START The data

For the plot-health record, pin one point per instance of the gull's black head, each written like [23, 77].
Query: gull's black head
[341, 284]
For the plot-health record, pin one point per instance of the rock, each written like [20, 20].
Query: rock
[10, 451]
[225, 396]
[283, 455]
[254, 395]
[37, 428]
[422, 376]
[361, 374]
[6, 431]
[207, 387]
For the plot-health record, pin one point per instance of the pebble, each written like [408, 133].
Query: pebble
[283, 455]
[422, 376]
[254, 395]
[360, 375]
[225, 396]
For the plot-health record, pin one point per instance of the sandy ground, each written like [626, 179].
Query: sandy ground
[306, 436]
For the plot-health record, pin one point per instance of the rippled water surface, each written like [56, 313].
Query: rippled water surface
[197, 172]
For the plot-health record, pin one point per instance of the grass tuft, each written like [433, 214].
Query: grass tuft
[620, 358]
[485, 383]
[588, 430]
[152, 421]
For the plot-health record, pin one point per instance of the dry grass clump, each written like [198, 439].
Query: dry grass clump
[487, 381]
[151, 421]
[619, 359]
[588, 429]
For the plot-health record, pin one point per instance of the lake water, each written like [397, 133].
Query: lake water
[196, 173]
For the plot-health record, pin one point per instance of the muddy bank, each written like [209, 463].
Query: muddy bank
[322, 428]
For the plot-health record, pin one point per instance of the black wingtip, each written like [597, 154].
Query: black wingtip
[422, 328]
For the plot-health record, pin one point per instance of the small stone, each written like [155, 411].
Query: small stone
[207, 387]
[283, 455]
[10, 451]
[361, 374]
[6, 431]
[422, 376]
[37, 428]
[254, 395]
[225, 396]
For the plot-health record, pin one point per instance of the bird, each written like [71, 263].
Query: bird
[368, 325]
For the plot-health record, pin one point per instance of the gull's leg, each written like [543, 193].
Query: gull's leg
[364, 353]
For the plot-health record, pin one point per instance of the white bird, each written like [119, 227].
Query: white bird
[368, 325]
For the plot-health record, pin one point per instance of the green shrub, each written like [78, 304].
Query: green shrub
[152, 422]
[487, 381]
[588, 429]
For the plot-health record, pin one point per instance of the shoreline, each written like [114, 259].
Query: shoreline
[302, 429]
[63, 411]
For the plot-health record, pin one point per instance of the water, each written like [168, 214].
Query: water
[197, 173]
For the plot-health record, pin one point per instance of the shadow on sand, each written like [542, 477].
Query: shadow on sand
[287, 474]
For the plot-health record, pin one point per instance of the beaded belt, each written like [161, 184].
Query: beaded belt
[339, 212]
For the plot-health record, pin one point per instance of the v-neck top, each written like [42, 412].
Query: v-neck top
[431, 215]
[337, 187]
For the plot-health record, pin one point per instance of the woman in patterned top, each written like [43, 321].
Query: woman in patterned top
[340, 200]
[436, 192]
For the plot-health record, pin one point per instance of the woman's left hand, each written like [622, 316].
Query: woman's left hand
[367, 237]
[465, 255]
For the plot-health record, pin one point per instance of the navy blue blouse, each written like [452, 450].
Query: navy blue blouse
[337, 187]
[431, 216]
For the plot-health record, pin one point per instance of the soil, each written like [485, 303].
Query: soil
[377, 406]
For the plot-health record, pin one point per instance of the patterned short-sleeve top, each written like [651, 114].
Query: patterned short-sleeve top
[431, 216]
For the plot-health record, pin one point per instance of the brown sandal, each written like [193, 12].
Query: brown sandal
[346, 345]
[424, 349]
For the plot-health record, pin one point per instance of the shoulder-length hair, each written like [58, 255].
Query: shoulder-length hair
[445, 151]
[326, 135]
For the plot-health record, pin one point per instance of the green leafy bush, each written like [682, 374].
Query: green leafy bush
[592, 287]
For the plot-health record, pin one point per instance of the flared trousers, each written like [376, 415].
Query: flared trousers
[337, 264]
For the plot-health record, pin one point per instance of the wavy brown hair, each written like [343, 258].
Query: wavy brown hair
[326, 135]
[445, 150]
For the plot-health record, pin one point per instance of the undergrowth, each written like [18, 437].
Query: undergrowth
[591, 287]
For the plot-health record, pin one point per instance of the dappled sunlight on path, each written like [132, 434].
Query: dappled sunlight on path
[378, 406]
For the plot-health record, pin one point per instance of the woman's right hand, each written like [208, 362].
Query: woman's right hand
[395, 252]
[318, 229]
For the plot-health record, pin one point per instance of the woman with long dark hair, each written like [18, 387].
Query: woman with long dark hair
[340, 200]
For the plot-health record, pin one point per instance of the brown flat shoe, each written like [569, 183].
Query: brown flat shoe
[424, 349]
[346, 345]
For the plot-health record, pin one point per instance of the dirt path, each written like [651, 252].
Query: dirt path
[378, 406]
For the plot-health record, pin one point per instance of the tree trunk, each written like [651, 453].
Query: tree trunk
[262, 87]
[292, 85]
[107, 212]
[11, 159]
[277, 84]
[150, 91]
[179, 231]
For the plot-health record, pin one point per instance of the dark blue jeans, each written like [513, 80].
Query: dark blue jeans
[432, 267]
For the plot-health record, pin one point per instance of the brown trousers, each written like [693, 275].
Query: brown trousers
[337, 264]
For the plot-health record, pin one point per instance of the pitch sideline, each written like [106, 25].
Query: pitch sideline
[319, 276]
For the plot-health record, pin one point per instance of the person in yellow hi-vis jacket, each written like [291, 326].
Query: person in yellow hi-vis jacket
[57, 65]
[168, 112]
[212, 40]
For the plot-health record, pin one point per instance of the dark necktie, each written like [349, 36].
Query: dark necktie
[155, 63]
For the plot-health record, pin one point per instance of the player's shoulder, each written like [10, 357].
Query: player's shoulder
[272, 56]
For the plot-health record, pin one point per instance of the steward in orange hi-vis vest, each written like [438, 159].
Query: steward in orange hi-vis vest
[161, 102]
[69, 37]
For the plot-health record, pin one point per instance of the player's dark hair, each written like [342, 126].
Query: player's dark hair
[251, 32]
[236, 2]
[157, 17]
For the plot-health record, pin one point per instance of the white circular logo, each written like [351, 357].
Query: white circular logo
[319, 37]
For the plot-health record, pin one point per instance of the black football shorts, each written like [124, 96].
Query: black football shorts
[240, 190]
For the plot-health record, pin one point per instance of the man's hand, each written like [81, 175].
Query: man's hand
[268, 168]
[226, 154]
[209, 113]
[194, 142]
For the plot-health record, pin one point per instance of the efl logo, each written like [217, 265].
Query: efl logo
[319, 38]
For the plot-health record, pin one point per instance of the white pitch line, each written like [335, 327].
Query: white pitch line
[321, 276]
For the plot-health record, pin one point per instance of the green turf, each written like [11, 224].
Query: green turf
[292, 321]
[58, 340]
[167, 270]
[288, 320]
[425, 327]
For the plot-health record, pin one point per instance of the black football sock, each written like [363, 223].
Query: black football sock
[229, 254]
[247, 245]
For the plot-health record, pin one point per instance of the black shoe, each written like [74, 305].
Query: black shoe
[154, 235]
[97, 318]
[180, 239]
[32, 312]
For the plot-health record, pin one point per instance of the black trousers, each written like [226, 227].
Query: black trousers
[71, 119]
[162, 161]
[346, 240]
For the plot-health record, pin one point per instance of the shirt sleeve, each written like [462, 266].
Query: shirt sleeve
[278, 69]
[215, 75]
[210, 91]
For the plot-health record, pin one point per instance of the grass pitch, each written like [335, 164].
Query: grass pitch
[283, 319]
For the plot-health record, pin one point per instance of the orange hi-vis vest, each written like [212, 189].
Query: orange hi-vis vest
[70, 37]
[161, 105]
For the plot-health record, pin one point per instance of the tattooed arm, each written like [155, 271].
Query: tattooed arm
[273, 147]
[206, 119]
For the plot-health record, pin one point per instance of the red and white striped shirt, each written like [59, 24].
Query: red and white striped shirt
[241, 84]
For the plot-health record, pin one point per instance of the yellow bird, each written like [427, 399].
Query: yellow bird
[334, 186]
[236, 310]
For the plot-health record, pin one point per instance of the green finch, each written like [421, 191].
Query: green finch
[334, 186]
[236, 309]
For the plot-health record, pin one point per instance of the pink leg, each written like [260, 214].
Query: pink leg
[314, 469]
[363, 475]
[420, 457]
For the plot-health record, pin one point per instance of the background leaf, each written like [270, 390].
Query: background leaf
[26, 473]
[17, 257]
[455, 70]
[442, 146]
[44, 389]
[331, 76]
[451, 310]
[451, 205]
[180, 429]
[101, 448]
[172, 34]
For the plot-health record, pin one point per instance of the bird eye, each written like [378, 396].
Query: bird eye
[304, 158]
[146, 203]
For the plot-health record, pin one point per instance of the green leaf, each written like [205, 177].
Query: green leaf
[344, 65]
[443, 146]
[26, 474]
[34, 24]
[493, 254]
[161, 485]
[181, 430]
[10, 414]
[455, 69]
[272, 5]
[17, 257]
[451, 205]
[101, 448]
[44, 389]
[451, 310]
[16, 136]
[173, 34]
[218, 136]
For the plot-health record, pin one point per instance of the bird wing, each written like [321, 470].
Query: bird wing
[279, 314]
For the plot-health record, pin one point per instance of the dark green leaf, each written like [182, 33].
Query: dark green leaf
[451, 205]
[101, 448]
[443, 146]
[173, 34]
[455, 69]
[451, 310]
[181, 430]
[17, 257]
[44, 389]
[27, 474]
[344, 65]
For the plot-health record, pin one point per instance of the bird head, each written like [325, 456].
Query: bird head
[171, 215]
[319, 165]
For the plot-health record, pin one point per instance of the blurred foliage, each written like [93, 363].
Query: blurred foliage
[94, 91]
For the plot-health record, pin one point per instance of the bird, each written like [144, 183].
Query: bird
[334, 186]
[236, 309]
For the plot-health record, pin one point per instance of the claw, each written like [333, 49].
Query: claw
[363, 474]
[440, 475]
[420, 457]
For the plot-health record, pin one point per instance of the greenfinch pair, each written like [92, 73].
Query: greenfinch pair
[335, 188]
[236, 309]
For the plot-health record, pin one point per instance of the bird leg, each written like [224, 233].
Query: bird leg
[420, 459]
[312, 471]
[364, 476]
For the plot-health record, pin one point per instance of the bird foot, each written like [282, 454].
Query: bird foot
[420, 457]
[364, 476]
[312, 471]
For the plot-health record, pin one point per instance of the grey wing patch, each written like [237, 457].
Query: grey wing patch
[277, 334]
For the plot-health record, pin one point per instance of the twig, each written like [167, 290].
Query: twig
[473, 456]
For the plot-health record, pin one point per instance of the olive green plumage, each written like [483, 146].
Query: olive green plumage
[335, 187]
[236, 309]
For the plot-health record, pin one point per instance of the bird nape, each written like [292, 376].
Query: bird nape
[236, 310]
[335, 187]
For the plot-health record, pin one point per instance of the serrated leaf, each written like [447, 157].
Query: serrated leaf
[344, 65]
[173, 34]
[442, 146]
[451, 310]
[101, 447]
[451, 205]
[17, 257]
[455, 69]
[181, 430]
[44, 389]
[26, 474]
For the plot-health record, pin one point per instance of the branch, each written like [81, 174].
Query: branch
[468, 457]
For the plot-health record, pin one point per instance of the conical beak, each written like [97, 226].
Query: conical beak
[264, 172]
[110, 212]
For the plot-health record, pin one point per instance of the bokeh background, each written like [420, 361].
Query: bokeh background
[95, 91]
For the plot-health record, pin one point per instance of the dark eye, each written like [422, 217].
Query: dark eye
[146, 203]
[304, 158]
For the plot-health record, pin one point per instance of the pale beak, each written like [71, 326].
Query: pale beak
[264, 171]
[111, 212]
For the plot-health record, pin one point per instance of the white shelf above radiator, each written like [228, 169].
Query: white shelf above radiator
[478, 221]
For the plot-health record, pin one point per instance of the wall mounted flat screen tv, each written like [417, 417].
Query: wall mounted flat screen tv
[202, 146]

END The data

Task description
All lines from the one containing "Query: serrated leaf" to the last line of the material above must be copied exactly, and only those.

Solution for this task
Query: serrated leaf
[344, 65]
[173, 34]
[442, 146]
[451, 310]
[101, 447]
[451, 205]
[17, 257]
[455, 69]
[181, 430]
[44, 389]
[26, 474]
For the plot-health record, pin one point per instance of the branch, each written like [81, 174].
Query: branch
[468, 457]
For the plot-health record, pin one point per instance of the conical beak, each written like [97, 226].
Query: conical beak
[264, 172]
[110, 212]
For the plot-health record, pin one point per instance of the bokeh background, each written like [420, 361].
Query: bokeh background
[95, 91]
For the plot-health record, pin one point per instance of the dark eye, each written like [422, 217].
Query: dark eye
[146, 203]
[304, 158]
For the plot-health record, pin one point per instance of the pale beak, each written like [71, 326].
Query: pale beak
[264, 171]
[111, 212]
For the plot-health record, pin one point per instance of the white shelf above radiator, each written like [228, 169].
Query: white shelf above radiator
[478, 221]
For the plot-health record, pin one point per instance of the wall mounted flat screen tv, each written like [417, 417].
Query: wall mounted flat screen tv
[202, 146]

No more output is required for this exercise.